**TASK:**
An acceptable response holds only the line containing "Target: weathered concrete wall" and every line after it to the end of the records, each reproduced exactly.

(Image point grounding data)
──────
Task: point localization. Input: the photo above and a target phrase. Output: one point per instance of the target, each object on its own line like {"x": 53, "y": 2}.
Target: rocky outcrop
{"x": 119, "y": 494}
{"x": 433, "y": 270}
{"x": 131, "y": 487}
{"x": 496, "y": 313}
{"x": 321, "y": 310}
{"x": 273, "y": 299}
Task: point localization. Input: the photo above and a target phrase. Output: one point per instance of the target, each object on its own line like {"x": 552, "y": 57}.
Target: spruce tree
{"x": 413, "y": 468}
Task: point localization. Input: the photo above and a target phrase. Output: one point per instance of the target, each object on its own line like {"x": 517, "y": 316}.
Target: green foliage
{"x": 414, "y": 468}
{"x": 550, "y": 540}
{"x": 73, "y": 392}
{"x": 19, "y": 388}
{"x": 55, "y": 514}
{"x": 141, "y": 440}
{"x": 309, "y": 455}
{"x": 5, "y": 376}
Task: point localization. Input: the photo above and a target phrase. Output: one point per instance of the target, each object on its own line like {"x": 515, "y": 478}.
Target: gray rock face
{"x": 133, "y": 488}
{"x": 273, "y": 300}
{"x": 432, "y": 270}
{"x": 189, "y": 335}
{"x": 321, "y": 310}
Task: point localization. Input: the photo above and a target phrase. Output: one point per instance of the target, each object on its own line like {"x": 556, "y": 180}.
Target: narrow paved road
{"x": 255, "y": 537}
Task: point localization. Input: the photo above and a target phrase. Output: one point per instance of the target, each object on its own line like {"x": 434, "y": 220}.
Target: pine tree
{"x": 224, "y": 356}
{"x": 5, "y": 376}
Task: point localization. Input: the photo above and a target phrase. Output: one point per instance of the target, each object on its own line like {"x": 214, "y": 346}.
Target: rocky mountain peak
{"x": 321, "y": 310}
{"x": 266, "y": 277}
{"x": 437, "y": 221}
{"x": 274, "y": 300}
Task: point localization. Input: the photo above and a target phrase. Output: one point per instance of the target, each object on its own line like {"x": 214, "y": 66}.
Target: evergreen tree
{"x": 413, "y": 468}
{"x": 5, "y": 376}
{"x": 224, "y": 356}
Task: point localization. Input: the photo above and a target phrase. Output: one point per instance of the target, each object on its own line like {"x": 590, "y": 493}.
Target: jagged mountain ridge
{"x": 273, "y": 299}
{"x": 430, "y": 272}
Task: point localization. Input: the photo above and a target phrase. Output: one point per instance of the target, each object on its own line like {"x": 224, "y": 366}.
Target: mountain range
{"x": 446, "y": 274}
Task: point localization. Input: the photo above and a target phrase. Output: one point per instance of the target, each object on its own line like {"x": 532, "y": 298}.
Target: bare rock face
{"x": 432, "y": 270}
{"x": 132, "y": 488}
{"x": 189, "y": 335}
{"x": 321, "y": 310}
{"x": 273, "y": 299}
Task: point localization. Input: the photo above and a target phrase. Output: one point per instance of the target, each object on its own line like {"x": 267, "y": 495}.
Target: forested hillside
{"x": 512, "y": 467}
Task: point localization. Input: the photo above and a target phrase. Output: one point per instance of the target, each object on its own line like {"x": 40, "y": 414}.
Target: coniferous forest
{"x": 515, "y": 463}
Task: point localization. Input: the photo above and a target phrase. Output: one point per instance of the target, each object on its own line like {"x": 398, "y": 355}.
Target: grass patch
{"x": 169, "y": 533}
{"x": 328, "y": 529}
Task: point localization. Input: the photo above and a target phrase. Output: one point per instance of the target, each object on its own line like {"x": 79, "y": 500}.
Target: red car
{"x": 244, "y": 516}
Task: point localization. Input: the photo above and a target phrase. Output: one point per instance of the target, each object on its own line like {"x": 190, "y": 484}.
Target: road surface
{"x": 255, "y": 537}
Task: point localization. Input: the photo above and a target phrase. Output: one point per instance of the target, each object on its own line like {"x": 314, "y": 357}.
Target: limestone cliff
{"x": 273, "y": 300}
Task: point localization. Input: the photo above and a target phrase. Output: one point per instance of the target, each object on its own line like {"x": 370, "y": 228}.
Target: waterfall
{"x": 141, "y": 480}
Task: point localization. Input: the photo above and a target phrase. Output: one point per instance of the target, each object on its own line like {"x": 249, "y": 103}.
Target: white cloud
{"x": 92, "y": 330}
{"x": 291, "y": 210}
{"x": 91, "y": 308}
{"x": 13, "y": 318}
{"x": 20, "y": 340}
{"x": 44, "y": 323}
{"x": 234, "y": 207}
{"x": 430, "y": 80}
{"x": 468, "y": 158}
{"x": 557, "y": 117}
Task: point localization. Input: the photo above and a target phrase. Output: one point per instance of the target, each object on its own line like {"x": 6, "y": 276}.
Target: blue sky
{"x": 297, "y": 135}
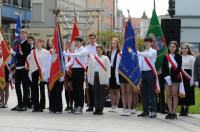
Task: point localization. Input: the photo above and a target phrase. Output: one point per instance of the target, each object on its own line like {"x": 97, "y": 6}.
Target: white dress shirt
{"x": 113, "y": 56}
{"x": 88, "y": 51}
{"x": 82, "y": 59}
{"x": 151, "y": 55}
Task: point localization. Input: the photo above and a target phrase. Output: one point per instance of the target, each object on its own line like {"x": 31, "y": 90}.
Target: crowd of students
{"x": 96, "y": 69}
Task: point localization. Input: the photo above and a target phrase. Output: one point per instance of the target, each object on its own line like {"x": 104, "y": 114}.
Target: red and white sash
{"x": 36, "y": 61}
{"x": 174, "y": 64}
{"x": 78, "y": 61}
{"x": 27, "y": 63}
{"x": 186, "y": 75}
{"x": 157, "y": 85}
{"x": 100, "y": 62}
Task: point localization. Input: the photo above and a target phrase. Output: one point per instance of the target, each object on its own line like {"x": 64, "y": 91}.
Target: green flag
{"x": 155, "y": 32}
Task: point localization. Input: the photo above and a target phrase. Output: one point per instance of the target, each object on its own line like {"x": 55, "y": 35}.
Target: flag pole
{"x": 129, "y": 16}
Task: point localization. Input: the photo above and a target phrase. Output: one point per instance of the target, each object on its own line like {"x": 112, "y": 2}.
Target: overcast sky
{"x": 137, "y": 7}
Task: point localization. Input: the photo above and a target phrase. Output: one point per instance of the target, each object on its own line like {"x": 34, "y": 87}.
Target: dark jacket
{"x": 174, "y": 74}
{"x": 197, "y": 69}
{"x": 26, "y": 49}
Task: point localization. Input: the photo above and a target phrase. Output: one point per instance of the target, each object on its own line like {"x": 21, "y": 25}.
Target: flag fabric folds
{"x": 129, "y": 64}
{"x": 155, "y": 32}
{"x": 4, "y": 56}
{"x": 57, "y": 61}
{"x": 17, "y": 42}
{"x": 75, "y": 33}
{"x": 17, "y": 34}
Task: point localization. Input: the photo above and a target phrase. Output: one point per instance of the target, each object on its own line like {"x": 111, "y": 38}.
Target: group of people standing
{"x": 98, "y": 70}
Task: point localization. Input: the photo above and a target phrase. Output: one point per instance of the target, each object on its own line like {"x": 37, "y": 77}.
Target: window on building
{"x": 37, "y": 12}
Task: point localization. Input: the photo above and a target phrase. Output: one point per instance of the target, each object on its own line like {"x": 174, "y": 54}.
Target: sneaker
{"x": 78, "y": 111}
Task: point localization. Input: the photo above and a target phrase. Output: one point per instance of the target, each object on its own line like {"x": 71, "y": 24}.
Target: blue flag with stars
{"x": 129, "y": 64}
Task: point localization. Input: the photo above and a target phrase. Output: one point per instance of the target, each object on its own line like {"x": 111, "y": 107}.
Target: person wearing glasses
{"x": 172, "y": 65}
{"x": 188, "y": 79}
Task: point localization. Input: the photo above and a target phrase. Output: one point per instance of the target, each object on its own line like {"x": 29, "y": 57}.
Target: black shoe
{"x": 164, "y": 112}
{"x": 152, "y": 115}
{"x": 67, "y": 108}
{"x": 96, "y": 112}
{"x": 22, "y": 109}
{"x": 174, "y": 116}
{"x": 100, "y": 113}
{"x": 15, "y": 108}
{"x": 90, "y": 109}
{"x": 186, "y": 111}
{"x": 168, "y": 116}
{"x": 182, "y": 112}
{"x": 40, "y": 110}
{"x": 143, "y": 114}
{"x": 35, "y": 110}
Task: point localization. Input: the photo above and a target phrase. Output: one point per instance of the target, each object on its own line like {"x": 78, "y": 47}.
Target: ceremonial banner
{"x": 155, "y": 32}
{"x": 4, "y": 57}
{"x": 57, "y": 66}
{"x": 75, "y": 33}
{"x": 129, "y": 64}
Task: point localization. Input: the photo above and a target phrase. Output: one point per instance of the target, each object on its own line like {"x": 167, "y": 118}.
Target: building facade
{"x": 9, "y": 11}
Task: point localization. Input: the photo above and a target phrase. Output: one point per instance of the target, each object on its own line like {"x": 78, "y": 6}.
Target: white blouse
{"x": 113, "y": 56}
{"x": 188, "y": 62}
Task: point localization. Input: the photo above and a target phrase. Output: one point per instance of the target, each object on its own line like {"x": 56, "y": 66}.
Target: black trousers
{"x": 55, "y": 97}
{"x": 91, "y": 95}
{"x": 147, "y": 90}
{"x": 77, "y": 84}
{"x": 162, "y": 103}
{"x": 99, "y": 93}
{"x": 38, "y": 104}
{"x": 29, "y": 92}
{"x": 21, "y": 78}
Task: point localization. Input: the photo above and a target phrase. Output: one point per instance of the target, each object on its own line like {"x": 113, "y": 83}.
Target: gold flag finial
{"x": 129, "y": 16}
{"x": 56, "y": 11}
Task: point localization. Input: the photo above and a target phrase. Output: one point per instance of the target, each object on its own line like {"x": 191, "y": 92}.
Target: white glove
{"x": 12, "y": 52}
{"x": 191, "y": 82}
{"x": 141, "y": 53}
{"x": 196, "y": 83}
{"x": 168, "y": 80}
{"x": 65, "y": 54}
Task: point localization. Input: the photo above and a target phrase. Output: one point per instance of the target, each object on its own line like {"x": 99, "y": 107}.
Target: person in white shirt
{"x": 148, "y": 79}
{"x": 68, "y": 83}
{"x": 114, "y": 88}
{"x": 188, "y": 67}
{"x": 89, "y": 51}
{"x": 78, "y": 65}
{"x": 38, "y": 65}
{"x": 98, "y": 76}
{"x": 171, "y": 75}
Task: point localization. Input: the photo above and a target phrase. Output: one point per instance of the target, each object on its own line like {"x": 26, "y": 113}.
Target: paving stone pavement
{"x": 87, "y": 122}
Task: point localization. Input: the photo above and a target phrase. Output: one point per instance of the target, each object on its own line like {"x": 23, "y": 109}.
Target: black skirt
{"x": 112, "y": 80}
{"x": 122, "y": 79}
{"x": 6, "y": 74}
{"x": 189, "y": 92}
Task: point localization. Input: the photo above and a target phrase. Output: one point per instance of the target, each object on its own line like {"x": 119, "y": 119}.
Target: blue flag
{"x": 17, "y": 41}
{"x": 62, "y": 62}
{"x": 129, "y": 64}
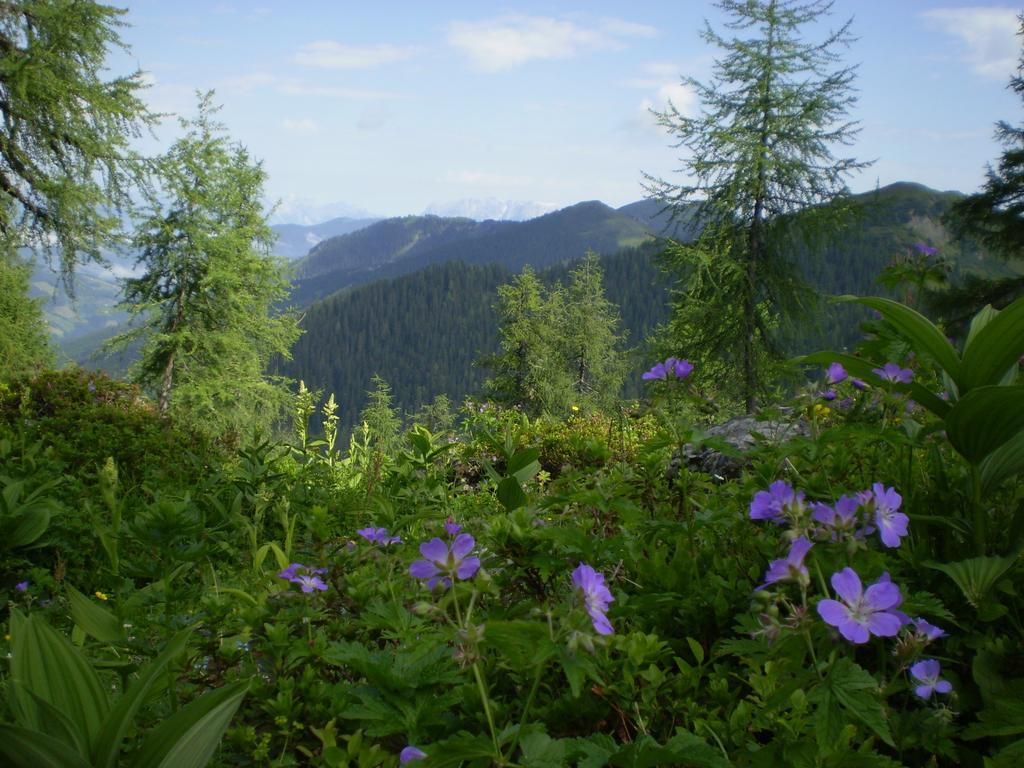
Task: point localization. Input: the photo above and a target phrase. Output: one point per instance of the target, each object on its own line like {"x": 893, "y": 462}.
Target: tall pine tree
{"x": 206, "y": 303}
{"x": 67, "y": 166}
{"x": 760, "y": 150}
{"x": 994, "y": 217}
{"x": 590, "y": 337}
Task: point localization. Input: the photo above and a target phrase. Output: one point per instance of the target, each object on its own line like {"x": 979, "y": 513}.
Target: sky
{"x": 390, "y": 108}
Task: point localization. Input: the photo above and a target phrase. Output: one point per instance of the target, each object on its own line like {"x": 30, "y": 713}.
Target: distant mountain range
{"x": 400, "y": 246}
{"x": 295, "y": 241}
{"x": 481, "y": 209}
{"x": 407, "y": 286}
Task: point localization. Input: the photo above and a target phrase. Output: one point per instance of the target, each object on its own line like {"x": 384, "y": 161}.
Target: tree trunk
{"x": 165, "y": 385}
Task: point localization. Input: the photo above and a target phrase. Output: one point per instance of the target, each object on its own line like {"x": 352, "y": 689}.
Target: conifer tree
{"x": 760, "y": 150}
{"x": 994, "y": 216}
{"x": 206, "y": 303}
{"x": 24, "y": 340}
{"x": 528, "y": 363}
{"x": 67, "y": 167}
{"x": 590, "y": 337}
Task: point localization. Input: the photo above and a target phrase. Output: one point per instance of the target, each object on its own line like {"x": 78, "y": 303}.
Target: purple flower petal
{"x": 423, "y": 569}
{"x": 847, "y": 585}
{"x": 410, "y": 754}
{"x": 435, "y": 550}
{"x": 462, "y": 546}
{"x": 468, "y": 567}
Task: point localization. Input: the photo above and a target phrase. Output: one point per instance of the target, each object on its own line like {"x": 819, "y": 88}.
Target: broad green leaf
{"x": 862, "y": 369}
{"x": 984, "y": 419}
{"x": 524, "y": 464}
{"x": 511, "y": 495}
{"x": 524, "y": 644}
{"x": 977, "y": 576}
{"x": 188, "y": 738}
{"x": 28, "y": 527}
{"x": 46, "y": 664}
{"x": 916, "y": 329}
{"x": 108, "y": 745}
{"x": 94, "y": 620}
{"x": 24, "y": 749}
{"x": 994, "y": 348}
{"x": 541, "y": 751}
{"x": 982, "y": 318}
{"x": 1003, "y": 463}
{"x": 854, "y": 688}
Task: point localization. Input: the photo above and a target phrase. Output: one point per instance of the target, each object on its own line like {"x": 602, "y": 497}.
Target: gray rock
{"x": 739, "y": 434}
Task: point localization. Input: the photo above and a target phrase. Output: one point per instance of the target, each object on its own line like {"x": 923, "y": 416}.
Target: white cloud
{"x": 664, "y": 84}
{"x": 330, "y": 54}
{"x": 511, "y": 41}
{"x": 484, "y": 178}
{"x": 295, "y": 86}
{"x": 988, "y": 36}
{"x": 302, "y": 127}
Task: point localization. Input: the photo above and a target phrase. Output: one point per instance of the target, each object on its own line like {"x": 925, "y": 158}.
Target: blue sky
{"x": 393, "y": 107}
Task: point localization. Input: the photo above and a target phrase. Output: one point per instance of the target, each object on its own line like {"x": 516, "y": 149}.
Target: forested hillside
{"x": 400, "y": 246}
{"x": 414, "y": 330}
{"x": 423, "y": 332}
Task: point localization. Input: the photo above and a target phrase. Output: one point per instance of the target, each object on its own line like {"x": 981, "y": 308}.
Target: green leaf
{"x": 188, "y": 738}
{"x": 524, "y": 464}
{"x": 854, "y": 688}
{"x": 29, "y": 526}
{"x": 454, "y": 752}
{"x": 995, "y": 348}
{"x": 916, "y": 329}
{"x": 984, "y": 419}
{"x": 41, "y": 717}
{"x": 511, "y": 495}
{"x": 25, "y": 749}
{"x": 540, "y": 751}
{"x": 94, "y": 620}
{"x": 977, "y": 576}
{"x": 107, "y": 749}
{"x": 862, "y": 369}
{"x": 524, "y": 644}
{"x": 46, "y": 664}
{"x": 1003, "y": 463}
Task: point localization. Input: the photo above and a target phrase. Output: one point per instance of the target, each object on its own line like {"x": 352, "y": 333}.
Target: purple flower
{"x": 289, "y": 572}
{"x": 792, "y": 566}
{"x": 595, "y": 596}
{"x": 775, "y": 502}
{"x": 410, "y": 754}
{"x": 893, "y": 373}
{"x": 378, "y": 536}
{"x": 673, "y": 368}
{"x": 443, "y": 563}
{"x": 836, "y": 374}
{"x": 927, "y": 673}
{"x": 304, "y": 576}
{"x": 862, "y": 613}
{"x": 309, "y": 583}
{"x": 841, "y": 518}
{"x": 927, "y": 632}
{"x": 892, "y": 524}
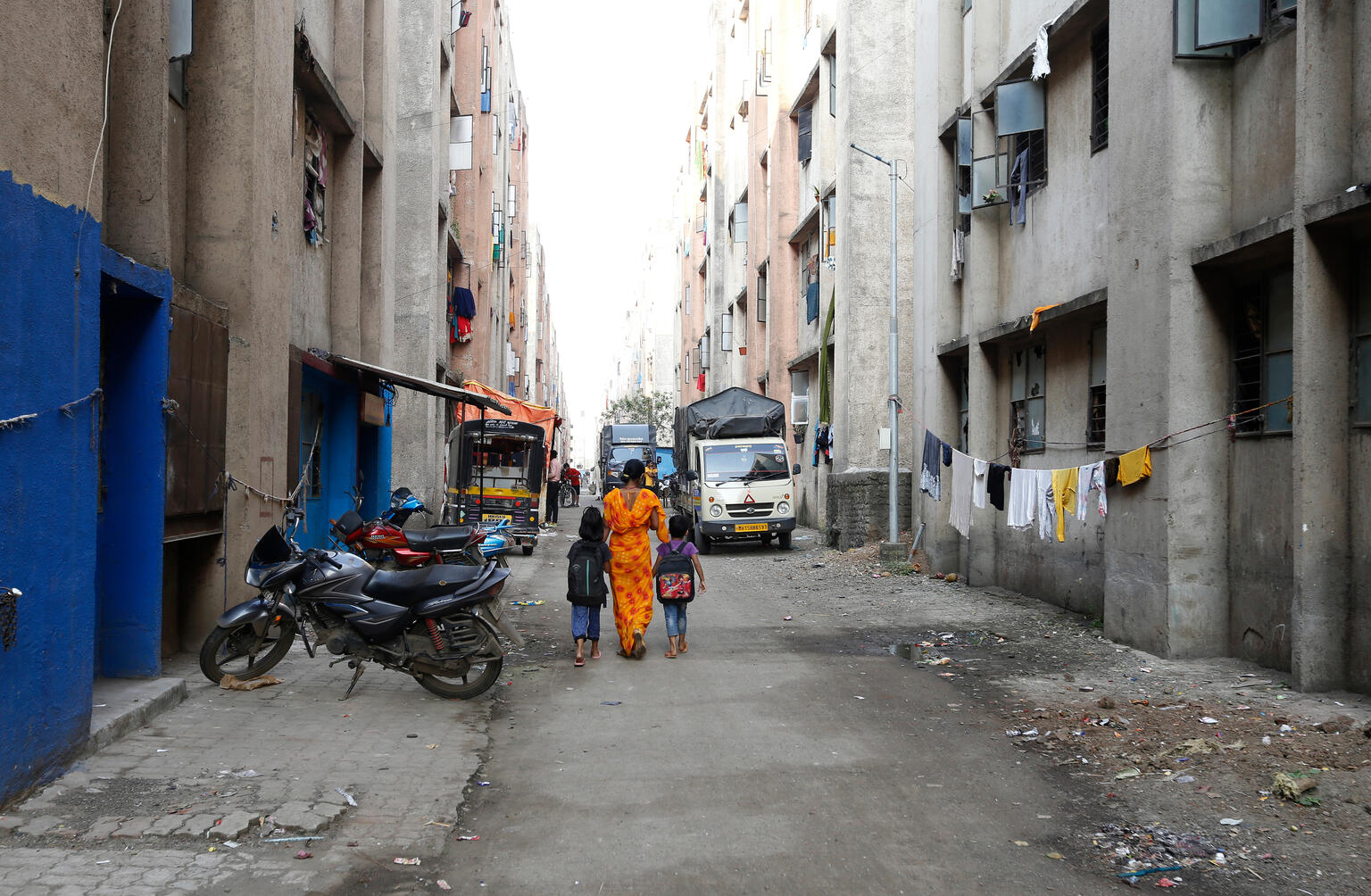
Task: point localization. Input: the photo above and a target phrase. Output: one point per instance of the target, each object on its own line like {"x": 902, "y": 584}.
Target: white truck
{"x": 734, "y": 480}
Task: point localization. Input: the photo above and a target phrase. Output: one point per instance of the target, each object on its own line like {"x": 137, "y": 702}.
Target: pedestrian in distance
{"x": 677, "y": 576}
{"x": 629, "y": 511}
{"x": 554, "y": 481}
{"x": 587, "y": 563}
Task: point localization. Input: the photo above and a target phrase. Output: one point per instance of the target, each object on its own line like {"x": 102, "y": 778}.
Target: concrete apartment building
{"x": 1204, "y": 259}
{"x": 768, "y": 297}
{"x": 228, "y": 245}
{"x": 257, "y": 233}
{"x": 1199, "y": 255}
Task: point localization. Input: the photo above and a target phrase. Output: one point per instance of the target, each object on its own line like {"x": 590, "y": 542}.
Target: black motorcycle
{"x": 439, "y": 624}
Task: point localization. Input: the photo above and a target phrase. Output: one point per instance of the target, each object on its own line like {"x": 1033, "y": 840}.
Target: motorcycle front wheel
{"x": 242, "y": 652}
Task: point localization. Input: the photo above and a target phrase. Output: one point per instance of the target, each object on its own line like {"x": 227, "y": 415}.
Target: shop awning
{"x": 427, "y": 386}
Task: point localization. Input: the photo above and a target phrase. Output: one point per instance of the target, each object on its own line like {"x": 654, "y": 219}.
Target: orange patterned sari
{"x": 631, "y": 563}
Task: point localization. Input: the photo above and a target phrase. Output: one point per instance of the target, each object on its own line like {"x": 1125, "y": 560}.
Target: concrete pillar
{"x": 136, "y": 220}
{"x": 239, "y": 135}
{"x": 1324, "y": 153}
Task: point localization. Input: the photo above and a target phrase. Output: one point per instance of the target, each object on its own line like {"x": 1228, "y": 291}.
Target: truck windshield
{"x": 744, "y": 463}
{"x": 623, "y": 453}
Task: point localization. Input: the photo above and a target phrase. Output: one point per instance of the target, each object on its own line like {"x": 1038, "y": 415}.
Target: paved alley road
{"x": 769, "y": 757}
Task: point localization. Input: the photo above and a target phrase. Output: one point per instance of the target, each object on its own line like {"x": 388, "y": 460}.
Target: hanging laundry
{"x": 930, "y": 471}
{"x": 1041, "y": 69}
{"x": 960, "y": 498}
{"x": 1135, "y": 465}
{"x": 995, "y": 485}
{"x": 1064, "y": 496}
{"x": 1092, "y": 477}
{"x": 1046, "y": 504}
{"x": 1023, "y": 498}
{"x": 1019, "y": 189}
{"x": 979, "y": 481}
{"x": 959, "y": 253}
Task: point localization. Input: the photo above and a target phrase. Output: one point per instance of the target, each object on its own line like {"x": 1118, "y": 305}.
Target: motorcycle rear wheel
{"x": 227, "y": 651}
{"x": 470, "y": 684}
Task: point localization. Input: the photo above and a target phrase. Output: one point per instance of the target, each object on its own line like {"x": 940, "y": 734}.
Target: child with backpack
{"x": 675, "y": 576}
{"x": 588, "y": 562}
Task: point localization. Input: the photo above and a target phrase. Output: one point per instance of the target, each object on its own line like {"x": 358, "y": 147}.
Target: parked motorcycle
{"x": 386, "y": 539}
{"x": 442, "y": 624}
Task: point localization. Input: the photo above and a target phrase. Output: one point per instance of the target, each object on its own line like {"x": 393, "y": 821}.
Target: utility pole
{"x": 893, "y": 494}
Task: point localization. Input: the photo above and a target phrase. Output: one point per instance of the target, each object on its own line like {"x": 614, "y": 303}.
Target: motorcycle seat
{"x": 439, "y": 537}
{"x": 406, "y": 588}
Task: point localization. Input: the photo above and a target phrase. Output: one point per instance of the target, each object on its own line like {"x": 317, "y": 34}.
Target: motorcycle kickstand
{"x": 360, "y": 665}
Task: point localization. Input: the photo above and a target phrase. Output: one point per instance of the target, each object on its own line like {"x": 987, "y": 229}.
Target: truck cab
{"x": 742, "y": 488}
{"x": 734, "y": 471}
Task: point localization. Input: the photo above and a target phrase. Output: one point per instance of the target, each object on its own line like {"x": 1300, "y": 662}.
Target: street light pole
{"x": 893, "y": 494}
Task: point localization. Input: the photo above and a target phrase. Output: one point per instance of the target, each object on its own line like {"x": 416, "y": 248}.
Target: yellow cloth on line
{"x": 1036, "y": 314}
{"x": 1135, "y": 465}
{"x": 1064, "y": 496}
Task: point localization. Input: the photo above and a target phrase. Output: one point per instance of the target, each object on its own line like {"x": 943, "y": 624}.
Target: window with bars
{"x": 1263, "y": 353}
{"x": 1028, "y": 399}
{"x": 1096, "y": 414}
{"x": 1100, "y": 88}
{"x": 1362, "y": 343}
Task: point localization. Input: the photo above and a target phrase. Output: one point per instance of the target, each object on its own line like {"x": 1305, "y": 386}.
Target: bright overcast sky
{"x": 608, "y": 96}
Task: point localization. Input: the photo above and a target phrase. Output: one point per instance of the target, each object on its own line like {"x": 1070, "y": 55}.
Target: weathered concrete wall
{"x": 1263, "y": 132}
{"x": 1260, "y": 551}
{"x": 859, "y": 506}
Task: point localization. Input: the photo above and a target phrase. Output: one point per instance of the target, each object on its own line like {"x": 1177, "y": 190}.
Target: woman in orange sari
{"x": 629, "y": 511}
──────
**SOLUTION:**
Target: weathered concrete wall
{"x": 1263, "y": 132}
{"x": 1260, "y": 551}
{"x": 859, "y": 506}
Task: point localization. Input: the photo above and a target phrase. Output: one point per instance of the target, each object on its own line like {"x": 1177, "y": 190}.
Target: woman in orange sari
{"x": 629, "y": 511}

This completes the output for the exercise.